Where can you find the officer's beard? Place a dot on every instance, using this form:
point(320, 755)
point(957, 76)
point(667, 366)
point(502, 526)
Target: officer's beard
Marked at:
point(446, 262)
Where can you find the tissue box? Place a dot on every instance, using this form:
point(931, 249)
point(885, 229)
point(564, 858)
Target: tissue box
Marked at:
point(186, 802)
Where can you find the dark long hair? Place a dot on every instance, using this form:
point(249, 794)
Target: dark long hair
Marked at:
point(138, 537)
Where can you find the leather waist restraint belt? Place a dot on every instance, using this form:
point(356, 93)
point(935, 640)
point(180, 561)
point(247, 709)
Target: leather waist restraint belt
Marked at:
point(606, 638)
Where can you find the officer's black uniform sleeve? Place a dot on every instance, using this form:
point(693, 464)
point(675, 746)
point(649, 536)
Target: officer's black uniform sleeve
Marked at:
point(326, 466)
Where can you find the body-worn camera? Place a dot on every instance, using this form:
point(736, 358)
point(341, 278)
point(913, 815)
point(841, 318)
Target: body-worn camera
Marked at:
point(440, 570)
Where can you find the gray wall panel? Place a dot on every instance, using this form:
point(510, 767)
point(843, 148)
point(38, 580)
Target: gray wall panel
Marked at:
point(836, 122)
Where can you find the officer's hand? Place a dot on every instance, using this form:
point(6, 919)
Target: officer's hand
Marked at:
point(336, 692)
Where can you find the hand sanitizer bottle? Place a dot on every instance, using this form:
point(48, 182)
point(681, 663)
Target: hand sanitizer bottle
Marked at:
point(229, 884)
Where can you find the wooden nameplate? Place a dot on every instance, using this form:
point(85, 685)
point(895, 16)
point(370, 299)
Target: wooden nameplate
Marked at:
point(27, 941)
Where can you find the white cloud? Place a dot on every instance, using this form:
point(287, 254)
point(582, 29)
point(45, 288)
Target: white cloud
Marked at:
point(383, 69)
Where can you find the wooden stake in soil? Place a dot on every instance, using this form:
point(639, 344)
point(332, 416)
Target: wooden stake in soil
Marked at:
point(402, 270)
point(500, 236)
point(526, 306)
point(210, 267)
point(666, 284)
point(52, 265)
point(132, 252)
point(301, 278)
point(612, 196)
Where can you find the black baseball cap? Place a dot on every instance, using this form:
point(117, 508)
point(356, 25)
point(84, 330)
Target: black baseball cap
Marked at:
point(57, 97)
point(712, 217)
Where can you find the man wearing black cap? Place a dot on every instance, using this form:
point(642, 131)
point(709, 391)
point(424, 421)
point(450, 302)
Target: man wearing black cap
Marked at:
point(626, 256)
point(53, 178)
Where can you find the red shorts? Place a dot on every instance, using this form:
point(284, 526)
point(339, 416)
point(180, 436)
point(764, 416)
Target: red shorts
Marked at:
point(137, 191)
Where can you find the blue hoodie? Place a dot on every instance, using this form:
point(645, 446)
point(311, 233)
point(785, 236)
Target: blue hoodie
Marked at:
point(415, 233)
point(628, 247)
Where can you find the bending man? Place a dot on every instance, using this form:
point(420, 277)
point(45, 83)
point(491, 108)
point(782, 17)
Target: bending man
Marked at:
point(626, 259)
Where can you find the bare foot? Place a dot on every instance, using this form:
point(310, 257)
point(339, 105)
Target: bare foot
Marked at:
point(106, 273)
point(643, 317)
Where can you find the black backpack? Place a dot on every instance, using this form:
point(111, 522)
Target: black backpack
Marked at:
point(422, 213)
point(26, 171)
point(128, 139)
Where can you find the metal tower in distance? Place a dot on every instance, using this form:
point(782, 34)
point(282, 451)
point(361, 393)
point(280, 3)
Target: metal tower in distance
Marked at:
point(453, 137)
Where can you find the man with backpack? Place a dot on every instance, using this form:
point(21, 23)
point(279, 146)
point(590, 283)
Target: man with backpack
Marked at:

·····

Exercise
Go through the entries above and count the lines containing the word "officer"; give only that count.

Completed task
6